TASK DETAILS: Return each line below that contains the string "sandy".

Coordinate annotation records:
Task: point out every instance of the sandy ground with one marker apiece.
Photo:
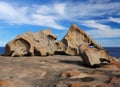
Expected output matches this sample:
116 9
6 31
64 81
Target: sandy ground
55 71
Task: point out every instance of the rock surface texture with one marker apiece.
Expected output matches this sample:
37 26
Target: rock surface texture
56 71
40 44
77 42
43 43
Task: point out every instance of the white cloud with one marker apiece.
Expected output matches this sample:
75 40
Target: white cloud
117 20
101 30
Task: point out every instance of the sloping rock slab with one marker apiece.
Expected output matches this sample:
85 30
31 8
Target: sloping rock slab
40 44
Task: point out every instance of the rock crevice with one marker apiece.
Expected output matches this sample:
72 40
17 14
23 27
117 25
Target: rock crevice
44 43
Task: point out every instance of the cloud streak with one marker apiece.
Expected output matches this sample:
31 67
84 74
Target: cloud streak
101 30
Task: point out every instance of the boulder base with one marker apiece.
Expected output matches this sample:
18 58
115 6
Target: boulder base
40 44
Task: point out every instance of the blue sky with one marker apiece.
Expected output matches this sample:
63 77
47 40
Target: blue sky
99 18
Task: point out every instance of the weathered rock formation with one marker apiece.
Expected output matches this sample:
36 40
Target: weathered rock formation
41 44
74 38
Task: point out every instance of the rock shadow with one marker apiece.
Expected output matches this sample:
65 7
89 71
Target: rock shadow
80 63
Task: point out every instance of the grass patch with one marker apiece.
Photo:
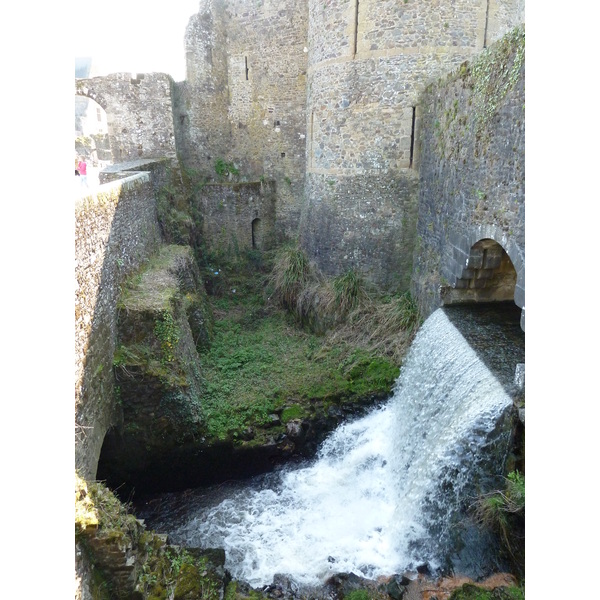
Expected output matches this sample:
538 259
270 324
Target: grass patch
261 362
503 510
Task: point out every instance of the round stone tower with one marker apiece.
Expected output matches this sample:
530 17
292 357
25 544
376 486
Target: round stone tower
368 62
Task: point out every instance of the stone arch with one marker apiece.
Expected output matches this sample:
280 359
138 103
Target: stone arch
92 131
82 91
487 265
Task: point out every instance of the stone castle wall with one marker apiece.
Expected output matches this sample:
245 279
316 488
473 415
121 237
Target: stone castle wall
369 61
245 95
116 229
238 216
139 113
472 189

---

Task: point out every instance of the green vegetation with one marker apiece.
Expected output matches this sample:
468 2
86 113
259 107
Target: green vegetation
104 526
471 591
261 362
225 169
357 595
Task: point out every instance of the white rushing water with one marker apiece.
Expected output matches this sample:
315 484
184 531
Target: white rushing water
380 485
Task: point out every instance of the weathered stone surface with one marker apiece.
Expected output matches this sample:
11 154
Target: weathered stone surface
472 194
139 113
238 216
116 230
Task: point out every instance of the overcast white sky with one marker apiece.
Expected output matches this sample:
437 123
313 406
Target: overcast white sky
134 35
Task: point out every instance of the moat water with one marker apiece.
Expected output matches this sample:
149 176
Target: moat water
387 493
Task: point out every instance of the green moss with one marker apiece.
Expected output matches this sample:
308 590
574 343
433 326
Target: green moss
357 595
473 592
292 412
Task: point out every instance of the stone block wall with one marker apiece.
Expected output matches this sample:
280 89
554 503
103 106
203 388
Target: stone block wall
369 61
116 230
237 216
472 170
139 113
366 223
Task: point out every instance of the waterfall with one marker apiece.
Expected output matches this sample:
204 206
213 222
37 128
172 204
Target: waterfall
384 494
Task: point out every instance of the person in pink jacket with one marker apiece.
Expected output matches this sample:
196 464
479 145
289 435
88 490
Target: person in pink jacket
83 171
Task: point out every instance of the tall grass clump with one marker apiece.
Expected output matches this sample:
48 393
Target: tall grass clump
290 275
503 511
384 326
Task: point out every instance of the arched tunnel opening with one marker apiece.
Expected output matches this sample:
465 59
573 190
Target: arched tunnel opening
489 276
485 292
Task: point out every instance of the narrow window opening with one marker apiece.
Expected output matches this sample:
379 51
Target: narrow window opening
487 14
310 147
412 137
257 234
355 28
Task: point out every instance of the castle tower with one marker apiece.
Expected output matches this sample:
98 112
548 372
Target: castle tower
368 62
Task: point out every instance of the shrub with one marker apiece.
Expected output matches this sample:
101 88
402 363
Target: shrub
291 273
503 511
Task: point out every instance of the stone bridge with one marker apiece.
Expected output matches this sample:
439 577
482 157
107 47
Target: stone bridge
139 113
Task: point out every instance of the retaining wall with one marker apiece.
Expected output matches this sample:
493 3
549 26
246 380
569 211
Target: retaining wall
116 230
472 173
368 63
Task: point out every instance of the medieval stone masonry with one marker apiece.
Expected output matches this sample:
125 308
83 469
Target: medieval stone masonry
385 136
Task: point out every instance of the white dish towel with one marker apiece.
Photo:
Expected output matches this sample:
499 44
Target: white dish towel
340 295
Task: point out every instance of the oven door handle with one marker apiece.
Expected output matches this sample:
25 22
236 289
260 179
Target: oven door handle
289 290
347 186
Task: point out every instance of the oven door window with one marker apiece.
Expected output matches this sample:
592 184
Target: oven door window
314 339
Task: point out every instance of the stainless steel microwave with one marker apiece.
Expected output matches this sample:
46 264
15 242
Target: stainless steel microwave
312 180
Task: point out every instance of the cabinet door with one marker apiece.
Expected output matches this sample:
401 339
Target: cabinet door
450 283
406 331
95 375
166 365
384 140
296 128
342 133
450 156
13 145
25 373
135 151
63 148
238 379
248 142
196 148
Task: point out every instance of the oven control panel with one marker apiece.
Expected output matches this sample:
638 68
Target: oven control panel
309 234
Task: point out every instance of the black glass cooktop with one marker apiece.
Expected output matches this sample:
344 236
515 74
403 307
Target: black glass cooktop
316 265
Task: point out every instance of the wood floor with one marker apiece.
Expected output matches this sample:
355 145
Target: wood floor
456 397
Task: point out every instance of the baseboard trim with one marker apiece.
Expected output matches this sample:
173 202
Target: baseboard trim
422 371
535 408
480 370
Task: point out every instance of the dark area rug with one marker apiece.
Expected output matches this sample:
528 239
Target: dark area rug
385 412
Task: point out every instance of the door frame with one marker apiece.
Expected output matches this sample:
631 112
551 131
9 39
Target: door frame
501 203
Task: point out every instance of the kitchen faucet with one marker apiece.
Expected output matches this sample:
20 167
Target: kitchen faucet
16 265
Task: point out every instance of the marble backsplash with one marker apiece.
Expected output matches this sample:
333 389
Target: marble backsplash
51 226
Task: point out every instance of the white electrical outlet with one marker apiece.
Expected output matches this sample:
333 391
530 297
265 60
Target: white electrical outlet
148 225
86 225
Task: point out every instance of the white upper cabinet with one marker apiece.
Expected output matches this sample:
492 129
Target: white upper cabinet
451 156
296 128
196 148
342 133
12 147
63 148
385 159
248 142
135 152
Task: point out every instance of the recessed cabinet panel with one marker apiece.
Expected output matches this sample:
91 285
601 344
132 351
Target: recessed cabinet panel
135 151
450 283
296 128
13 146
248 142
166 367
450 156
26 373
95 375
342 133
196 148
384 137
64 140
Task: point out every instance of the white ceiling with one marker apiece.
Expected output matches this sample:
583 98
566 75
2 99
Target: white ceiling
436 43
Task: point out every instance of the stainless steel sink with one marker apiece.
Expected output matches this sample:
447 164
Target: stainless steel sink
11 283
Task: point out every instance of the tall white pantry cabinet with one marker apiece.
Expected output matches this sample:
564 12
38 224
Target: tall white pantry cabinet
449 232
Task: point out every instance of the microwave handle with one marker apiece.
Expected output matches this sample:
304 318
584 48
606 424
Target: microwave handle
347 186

* * *

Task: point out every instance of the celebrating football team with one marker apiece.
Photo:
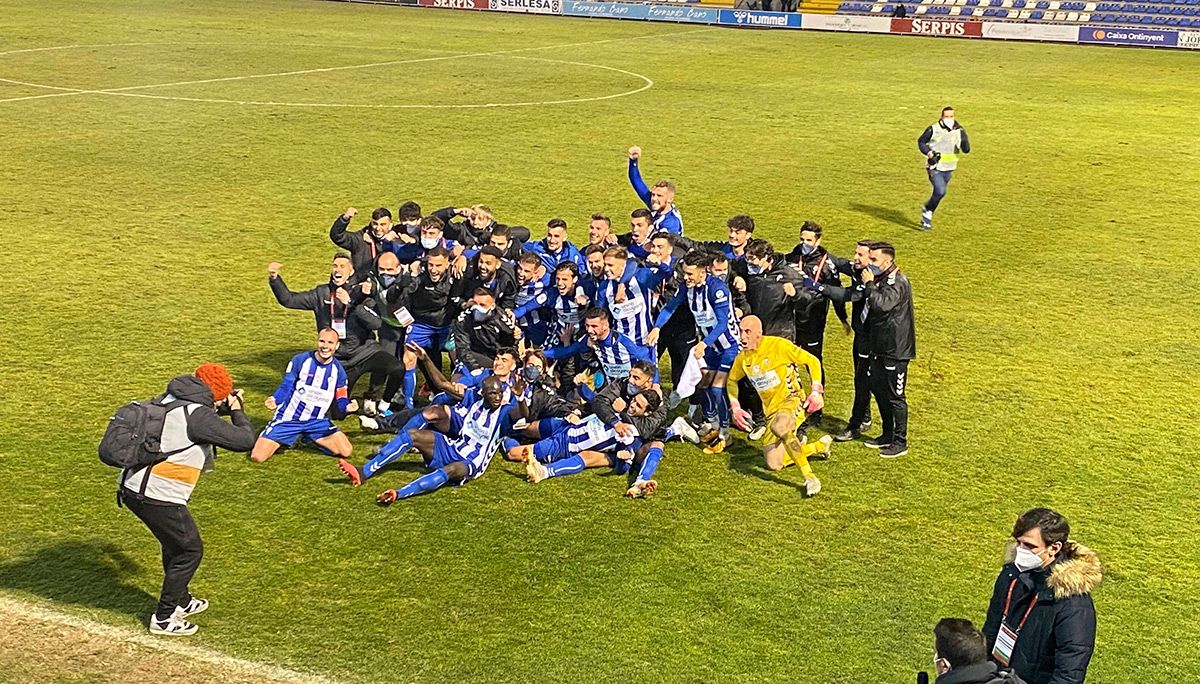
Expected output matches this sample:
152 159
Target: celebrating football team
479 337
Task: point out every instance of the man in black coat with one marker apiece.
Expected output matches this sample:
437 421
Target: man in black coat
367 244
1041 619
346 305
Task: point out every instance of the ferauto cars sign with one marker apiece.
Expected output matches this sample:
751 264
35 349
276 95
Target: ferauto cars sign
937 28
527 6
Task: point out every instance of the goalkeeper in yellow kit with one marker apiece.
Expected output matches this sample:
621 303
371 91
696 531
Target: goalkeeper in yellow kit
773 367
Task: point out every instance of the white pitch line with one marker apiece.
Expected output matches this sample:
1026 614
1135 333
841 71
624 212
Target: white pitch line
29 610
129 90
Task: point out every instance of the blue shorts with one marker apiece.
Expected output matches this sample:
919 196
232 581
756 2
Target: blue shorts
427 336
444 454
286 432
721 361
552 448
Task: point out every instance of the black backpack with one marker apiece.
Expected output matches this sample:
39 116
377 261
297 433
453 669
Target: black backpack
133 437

SOLVED PROBLEM:
Task: point out every instance of the sandy ground with one marker apiece.
Target: sandy ground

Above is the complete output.